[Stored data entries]

· · · · ·

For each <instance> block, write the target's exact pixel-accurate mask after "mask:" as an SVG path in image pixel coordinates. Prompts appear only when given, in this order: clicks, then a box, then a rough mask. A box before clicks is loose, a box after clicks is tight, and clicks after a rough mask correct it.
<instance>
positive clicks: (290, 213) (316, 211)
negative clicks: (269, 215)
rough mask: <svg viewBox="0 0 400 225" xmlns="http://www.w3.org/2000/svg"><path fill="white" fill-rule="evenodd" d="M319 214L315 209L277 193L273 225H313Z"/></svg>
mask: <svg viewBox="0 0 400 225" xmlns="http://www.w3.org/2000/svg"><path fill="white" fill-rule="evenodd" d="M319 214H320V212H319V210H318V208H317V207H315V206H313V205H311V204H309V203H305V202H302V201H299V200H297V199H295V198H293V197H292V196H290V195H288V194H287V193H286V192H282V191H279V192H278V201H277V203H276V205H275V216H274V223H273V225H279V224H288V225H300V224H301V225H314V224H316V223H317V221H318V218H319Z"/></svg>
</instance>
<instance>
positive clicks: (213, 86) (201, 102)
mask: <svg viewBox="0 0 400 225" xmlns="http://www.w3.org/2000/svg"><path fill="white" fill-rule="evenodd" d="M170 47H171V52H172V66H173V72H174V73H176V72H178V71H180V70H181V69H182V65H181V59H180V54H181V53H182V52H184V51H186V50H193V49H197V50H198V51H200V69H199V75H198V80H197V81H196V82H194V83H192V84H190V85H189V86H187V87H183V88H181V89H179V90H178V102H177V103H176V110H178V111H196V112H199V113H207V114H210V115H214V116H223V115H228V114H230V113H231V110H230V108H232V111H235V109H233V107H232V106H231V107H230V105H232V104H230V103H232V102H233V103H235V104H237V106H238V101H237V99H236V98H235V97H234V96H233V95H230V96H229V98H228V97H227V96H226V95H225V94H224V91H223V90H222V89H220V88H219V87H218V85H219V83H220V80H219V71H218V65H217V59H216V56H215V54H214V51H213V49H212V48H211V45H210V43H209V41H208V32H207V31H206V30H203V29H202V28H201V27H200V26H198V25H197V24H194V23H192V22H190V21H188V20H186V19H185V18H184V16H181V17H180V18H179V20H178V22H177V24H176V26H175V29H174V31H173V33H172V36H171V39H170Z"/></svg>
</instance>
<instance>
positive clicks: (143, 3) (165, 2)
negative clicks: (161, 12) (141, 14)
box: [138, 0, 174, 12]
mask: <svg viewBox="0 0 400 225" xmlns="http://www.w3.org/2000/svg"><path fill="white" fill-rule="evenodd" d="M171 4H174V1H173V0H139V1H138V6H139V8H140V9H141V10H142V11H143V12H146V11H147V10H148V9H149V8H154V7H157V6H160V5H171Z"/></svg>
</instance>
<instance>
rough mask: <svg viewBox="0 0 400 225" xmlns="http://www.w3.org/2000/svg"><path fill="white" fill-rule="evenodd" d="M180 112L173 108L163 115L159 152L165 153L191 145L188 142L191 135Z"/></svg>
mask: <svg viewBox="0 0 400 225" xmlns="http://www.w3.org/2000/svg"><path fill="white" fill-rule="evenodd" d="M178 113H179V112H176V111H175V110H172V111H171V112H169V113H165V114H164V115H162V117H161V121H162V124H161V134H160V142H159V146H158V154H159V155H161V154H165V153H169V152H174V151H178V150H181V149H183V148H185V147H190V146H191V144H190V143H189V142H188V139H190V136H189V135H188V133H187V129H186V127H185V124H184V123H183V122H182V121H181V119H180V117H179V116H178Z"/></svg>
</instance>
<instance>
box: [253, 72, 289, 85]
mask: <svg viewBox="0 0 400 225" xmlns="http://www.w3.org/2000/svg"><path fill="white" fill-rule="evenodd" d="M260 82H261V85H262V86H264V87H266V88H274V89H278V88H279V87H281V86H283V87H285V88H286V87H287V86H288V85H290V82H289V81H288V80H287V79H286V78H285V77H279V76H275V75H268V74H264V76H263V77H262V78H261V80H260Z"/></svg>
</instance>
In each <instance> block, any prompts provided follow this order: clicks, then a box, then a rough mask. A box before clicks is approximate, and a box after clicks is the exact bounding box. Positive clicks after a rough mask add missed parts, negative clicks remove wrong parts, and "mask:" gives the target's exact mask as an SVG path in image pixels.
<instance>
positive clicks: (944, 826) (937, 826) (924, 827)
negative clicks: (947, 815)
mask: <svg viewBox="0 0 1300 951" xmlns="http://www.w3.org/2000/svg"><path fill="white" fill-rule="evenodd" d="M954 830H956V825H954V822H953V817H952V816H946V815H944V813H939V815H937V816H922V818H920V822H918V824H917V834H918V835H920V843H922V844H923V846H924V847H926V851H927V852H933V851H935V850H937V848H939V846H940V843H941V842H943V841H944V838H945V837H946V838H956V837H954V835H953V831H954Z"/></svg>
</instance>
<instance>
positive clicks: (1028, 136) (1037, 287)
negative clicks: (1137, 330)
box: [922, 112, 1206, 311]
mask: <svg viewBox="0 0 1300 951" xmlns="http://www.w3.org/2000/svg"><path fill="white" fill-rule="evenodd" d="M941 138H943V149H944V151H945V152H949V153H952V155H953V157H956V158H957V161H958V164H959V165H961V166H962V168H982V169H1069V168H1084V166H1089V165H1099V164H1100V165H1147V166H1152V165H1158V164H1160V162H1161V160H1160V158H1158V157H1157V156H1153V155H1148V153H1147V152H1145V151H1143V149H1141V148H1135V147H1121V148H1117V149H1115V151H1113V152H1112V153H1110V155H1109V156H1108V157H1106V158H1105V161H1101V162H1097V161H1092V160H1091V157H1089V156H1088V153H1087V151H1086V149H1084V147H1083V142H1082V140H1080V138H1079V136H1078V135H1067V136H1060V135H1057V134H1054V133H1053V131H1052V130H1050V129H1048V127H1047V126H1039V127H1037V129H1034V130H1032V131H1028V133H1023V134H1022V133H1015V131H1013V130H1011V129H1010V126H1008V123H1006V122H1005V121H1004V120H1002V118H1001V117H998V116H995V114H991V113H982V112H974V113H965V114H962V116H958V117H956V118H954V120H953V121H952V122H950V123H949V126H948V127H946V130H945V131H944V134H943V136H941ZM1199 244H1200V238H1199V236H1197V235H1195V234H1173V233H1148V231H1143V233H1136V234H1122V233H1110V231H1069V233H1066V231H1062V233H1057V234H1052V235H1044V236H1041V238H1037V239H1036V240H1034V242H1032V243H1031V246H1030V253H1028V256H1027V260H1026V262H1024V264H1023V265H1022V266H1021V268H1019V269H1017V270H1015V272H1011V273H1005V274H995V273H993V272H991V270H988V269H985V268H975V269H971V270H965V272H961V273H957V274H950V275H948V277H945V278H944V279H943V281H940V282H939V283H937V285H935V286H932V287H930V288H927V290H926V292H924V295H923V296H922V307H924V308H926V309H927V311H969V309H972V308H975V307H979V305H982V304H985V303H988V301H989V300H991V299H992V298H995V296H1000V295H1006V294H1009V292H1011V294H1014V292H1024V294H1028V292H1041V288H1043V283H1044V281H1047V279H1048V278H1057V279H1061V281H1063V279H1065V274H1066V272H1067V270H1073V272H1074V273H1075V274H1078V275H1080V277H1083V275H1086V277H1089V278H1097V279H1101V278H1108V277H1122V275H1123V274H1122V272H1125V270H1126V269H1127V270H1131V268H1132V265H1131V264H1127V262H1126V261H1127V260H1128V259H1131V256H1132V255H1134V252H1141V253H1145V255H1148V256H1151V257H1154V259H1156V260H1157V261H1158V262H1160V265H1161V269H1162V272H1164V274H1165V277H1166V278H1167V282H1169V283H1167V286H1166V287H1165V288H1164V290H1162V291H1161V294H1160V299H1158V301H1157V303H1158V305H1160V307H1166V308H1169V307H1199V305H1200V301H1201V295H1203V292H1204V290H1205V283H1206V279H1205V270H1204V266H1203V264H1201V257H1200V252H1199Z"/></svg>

· · · · ·

- TASK PROMPT:
Count all lines of the data that include "image". The answer is the number alone.

- EXERCISE OUTPUT:
2